Tuesday, December 15, 2015

Development and Testing of the Aqua-Quad

by Dr Kevin Jones, NPS Faculty, kdjones<at>nps.edu 

Under CRUSER funding, a new energy-independent, ultra-long endurance, hybrid-mobility unmanned system has been under development called the Aqua-Quad. It is a concept platform that combines an ocean drifter with a quad-rotor air vehicle, and is intended to be a “launch and forget” asset, typically deployed in small groups or flocks that work as a team to more efficiently meet mission goals. While there are many mission sets where the Aqua-Quad might be advantageous, one in particular, underwater tracking with passive acoustic sensors, was previously addressed in simulation by LT Dillard (MAE, 2014). This has led to current work by LT Cason (USW, 2015), also with contributions by LT Fauci (SE, 2015).
Flyable prototype with lower shell removed and feet attached 
(image courtesy of CRUSER)

As seen in the figure, a 20-cell photovoltaic (PV) array is distributed around the four propeller disks. These monocrystalline Silicon Sun- Power E60 cells are the only source of energy that the copter has, but are the means to achieve endurances of 3 months or more. In a single day in June in the Monterey Bay, the NREL solar irradiance calculator, PVWatts, would suggest a total daily energy budget of about 0.5 kWh collected by the PV array, and this energy needs to be divided up amongst avionics, sensors, and propulsion for flight. This available daily energy budget will change depending on latitude, weather and other factors, but is representative of the energy available in a 24 hour period for all operational needs of the Aqua-Quad.
○ ○ ○ ○ ○
_Work request 1:_
From the Aqua-Quad post, list every officer given the rank LT, with the program and year shown beside each name.
_Work request 2:_
For each statement, say yes or no on whether the Aqua-Quad post agrees, and quote the words that decide it:
(a) The photovoltaic array on the Aqua-Quad has 20 cells.
(b) The Aqua-Quad carries a battery charged before launch as a second source of energy.
(c) PVWatts suggests a daily energy budget of about 0.5 kWh for a June day in the Monterey Bay.
The rows that come next have nothing to do with the Aqua-Quad post.

_Material provided:_
○ ○ ○ ○ ○
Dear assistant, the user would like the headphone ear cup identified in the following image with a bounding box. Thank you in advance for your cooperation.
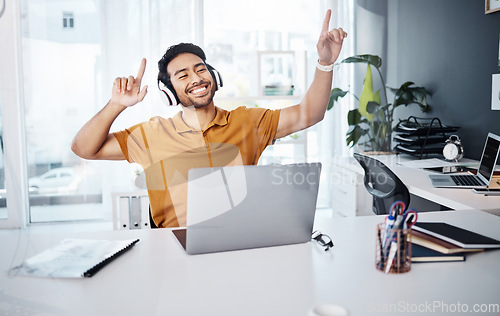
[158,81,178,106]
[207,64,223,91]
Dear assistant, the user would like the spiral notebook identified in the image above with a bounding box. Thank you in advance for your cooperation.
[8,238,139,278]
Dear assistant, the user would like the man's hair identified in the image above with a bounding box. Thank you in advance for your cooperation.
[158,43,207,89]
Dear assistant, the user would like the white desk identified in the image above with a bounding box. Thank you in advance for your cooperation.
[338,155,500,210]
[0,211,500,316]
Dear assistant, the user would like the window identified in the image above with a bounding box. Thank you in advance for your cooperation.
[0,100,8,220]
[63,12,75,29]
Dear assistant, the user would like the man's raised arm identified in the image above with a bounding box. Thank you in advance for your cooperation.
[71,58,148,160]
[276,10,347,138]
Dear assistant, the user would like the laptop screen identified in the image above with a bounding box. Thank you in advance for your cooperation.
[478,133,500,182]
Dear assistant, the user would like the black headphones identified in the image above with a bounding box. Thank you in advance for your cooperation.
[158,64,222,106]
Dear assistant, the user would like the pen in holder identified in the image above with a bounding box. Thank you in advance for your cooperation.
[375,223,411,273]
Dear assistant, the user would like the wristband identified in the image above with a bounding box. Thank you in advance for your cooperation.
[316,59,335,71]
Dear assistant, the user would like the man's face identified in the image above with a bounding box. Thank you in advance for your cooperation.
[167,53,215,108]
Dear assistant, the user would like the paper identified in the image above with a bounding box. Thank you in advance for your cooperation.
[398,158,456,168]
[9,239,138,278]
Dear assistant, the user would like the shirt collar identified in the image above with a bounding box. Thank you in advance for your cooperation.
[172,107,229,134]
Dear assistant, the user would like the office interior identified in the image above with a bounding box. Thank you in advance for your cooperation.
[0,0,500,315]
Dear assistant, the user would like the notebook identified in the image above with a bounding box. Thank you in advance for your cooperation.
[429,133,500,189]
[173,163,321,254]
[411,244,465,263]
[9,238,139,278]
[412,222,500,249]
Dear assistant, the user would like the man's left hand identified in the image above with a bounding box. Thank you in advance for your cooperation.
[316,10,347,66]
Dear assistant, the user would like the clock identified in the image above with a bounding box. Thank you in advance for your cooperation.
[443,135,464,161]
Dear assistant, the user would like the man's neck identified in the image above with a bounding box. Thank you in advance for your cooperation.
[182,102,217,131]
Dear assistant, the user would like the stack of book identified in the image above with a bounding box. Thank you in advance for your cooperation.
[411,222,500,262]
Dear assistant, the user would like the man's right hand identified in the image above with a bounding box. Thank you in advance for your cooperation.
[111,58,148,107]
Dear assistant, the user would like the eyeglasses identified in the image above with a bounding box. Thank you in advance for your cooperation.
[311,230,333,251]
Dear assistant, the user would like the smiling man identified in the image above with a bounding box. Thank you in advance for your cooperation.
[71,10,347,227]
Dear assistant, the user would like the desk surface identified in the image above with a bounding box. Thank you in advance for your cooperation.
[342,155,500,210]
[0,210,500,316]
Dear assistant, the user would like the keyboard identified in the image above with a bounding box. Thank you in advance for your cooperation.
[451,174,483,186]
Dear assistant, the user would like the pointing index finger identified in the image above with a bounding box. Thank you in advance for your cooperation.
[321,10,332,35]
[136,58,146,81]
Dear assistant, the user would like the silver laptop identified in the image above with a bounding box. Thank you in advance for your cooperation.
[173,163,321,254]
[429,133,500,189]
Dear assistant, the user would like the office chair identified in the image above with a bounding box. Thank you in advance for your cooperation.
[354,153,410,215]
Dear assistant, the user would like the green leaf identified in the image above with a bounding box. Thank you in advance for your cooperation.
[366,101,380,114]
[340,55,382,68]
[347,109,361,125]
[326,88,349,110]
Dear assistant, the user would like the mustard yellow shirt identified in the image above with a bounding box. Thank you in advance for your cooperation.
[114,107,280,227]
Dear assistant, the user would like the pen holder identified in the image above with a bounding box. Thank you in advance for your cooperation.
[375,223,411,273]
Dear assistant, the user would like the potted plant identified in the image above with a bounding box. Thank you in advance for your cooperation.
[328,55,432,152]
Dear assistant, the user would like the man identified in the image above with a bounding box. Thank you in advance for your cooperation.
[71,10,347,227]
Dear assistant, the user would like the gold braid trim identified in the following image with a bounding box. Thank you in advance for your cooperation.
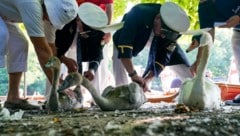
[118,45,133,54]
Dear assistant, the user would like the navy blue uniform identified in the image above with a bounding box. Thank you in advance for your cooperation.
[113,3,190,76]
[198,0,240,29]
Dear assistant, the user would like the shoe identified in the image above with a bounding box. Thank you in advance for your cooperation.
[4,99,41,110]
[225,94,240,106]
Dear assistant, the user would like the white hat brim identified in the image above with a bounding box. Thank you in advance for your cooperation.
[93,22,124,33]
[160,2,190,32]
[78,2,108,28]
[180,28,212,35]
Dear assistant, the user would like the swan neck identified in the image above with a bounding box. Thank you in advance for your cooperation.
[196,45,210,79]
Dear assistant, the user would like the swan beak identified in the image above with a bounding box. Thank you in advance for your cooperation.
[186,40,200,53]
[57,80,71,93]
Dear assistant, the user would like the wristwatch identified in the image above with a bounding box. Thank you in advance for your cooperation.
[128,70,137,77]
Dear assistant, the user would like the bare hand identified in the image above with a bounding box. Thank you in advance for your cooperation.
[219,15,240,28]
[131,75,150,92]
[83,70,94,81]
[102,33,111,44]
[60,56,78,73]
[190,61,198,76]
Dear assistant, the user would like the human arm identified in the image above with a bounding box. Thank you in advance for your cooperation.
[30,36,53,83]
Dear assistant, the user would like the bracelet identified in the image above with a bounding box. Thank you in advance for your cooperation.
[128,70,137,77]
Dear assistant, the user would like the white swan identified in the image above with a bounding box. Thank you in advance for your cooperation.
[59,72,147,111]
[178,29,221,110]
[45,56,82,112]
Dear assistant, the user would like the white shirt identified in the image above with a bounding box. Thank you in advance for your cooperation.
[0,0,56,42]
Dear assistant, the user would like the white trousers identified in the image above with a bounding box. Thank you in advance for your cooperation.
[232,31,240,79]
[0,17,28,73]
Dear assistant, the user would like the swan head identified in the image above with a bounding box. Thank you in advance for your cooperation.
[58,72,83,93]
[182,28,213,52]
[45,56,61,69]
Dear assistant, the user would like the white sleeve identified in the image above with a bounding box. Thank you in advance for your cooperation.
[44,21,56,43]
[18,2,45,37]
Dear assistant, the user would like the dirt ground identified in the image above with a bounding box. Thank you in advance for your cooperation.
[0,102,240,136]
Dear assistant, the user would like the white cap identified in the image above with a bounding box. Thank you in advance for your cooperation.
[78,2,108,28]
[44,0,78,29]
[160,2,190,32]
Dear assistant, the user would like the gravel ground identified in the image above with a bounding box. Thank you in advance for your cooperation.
○ ○ ○ ○ ○
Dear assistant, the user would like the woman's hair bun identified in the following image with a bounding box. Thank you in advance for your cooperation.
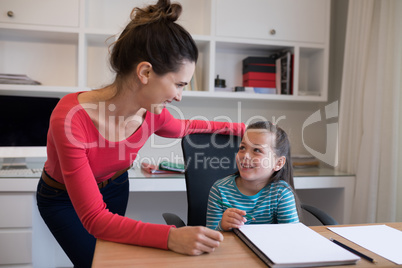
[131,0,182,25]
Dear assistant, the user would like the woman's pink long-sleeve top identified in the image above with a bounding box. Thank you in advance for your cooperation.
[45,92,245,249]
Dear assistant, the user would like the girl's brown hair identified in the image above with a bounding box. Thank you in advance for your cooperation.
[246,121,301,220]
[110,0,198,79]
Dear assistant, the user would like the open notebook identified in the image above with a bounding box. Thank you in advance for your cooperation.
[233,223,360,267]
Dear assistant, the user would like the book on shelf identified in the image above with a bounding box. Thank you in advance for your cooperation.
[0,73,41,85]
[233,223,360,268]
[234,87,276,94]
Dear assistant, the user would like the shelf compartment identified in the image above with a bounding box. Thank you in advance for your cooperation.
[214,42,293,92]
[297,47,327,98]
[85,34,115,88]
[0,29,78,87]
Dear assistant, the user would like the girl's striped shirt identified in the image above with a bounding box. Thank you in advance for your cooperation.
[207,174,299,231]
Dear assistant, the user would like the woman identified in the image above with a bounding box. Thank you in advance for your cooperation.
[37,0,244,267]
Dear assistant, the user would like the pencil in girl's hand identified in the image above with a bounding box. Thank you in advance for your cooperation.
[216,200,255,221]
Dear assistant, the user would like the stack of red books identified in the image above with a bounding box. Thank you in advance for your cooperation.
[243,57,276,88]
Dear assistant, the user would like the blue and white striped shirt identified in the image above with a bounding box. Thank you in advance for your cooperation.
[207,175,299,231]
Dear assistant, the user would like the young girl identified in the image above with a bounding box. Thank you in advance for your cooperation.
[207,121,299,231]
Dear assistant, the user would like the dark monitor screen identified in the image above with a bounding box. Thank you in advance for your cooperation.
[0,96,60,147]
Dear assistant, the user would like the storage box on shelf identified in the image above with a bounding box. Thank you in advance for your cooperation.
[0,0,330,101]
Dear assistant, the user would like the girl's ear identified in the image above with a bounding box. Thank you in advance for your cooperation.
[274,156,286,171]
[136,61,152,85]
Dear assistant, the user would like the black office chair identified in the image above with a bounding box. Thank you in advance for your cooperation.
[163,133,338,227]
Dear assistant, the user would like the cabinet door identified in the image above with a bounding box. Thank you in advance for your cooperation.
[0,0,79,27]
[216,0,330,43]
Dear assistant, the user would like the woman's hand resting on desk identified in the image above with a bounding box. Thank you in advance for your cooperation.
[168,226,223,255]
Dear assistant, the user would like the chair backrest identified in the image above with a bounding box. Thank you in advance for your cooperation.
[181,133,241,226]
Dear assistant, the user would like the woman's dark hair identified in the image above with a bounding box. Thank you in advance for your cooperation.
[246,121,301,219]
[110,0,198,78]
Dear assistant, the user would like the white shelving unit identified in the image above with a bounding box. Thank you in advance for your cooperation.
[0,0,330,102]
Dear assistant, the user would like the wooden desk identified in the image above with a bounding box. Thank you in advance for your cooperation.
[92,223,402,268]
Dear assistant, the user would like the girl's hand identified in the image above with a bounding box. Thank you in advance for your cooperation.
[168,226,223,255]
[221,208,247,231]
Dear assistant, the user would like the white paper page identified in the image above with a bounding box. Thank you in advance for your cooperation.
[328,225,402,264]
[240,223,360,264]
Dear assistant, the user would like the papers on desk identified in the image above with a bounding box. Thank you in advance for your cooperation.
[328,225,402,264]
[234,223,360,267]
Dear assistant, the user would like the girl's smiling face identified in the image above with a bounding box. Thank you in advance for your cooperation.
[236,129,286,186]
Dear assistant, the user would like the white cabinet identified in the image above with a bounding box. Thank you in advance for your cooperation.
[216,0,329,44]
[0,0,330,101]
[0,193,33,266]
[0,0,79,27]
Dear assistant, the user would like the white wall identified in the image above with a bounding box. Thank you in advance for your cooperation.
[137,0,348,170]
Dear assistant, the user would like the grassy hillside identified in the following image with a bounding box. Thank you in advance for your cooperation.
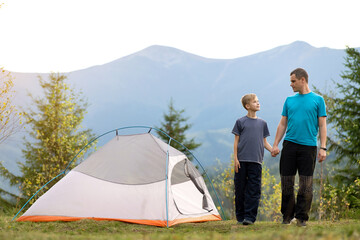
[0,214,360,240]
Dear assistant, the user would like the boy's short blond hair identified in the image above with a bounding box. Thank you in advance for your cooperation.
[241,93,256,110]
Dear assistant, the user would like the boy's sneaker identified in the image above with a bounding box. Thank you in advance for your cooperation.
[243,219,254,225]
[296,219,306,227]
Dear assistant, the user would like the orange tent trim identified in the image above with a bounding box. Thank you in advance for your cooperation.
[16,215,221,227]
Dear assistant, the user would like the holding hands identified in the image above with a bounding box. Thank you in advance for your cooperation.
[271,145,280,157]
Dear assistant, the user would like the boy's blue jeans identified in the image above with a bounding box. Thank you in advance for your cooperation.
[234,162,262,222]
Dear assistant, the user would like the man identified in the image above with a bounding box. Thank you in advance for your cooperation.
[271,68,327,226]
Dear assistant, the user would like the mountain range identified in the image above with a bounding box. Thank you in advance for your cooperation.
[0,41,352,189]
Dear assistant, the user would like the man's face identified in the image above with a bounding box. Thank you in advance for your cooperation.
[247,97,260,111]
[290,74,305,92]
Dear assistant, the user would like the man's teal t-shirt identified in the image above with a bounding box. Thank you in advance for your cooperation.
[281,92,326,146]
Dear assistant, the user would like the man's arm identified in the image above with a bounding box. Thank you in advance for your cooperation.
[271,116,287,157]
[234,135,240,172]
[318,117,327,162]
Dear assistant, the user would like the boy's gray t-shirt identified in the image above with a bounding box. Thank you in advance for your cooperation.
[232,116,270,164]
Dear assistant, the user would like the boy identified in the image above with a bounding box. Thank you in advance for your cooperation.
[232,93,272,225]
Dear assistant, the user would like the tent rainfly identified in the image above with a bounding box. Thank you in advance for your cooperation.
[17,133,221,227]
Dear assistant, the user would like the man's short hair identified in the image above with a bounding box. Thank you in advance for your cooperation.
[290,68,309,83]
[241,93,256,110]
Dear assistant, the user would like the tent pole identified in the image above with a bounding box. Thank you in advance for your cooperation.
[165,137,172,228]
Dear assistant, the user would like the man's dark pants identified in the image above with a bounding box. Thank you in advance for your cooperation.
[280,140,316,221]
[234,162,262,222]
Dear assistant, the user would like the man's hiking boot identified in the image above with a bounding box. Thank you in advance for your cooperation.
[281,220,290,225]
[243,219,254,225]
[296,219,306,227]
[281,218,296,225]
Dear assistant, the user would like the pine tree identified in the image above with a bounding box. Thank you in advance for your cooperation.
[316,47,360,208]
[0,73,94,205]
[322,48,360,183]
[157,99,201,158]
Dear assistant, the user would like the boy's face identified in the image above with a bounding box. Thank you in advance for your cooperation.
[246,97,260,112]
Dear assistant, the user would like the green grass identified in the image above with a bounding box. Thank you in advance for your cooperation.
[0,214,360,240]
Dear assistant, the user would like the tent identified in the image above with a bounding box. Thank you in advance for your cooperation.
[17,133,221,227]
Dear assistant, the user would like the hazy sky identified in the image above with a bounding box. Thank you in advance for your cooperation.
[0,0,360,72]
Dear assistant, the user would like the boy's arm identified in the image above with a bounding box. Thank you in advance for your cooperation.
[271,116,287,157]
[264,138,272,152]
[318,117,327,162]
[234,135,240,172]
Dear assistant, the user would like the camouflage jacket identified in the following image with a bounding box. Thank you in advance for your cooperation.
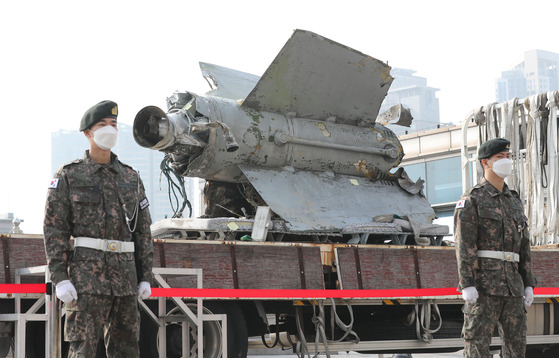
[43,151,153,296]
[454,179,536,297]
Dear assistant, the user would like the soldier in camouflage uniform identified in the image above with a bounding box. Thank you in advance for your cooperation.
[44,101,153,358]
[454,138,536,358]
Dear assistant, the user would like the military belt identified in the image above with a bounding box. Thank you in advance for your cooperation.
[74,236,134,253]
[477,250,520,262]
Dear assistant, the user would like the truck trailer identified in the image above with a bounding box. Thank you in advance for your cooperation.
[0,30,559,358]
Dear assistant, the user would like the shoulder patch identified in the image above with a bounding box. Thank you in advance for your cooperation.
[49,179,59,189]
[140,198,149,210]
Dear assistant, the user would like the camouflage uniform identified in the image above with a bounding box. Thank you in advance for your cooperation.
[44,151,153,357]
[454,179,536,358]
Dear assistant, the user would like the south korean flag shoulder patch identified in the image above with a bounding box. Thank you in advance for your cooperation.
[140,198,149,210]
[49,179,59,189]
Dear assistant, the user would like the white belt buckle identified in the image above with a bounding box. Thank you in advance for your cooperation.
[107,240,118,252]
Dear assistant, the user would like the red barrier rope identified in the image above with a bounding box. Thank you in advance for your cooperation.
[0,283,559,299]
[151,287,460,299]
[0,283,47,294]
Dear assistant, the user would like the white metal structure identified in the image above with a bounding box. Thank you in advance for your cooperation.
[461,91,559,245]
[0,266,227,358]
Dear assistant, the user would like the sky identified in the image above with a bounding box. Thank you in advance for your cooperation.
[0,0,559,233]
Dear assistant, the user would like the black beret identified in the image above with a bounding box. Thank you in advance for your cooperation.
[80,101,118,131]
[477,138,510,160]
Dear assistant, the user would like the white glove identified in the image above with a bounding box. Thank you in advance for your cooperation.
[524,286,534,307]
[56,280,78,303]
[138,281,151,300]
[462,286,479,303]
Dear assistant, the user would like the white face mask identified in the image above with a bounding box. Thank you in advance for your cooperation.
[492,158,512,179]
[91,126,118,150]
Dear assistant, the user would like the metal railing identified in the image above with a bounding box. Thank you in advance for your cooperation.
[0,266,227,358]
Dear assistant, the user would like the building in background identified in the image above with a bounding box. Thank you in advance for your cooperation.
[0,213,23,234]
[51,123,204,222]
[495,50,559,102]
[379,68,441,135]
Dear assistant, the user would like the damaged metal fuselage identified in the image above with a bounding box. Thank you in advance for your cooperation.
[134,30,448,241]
○ ○ ○ ○ ○
_Answer box 1:_
LT Dillard (MAE, 2014)
LT Cason (USW, 2015)
LT Fauci (SE, 2015)

_Answer box 2:_
(a) Yes: "a 20-cell photovoltaic (PV) array is distributed around the four propeller disks"
(b) No: "These monocrystalline Silicon Sun- Power E60 cells are the only source of energy that the copter has"
(c) Yes: "In a single day in June in the Monterey Bay, the NREL solar irradiance calculator, PVWatts, would suggest a total daily energy budget of about 0.5 kWh collected by the PV array"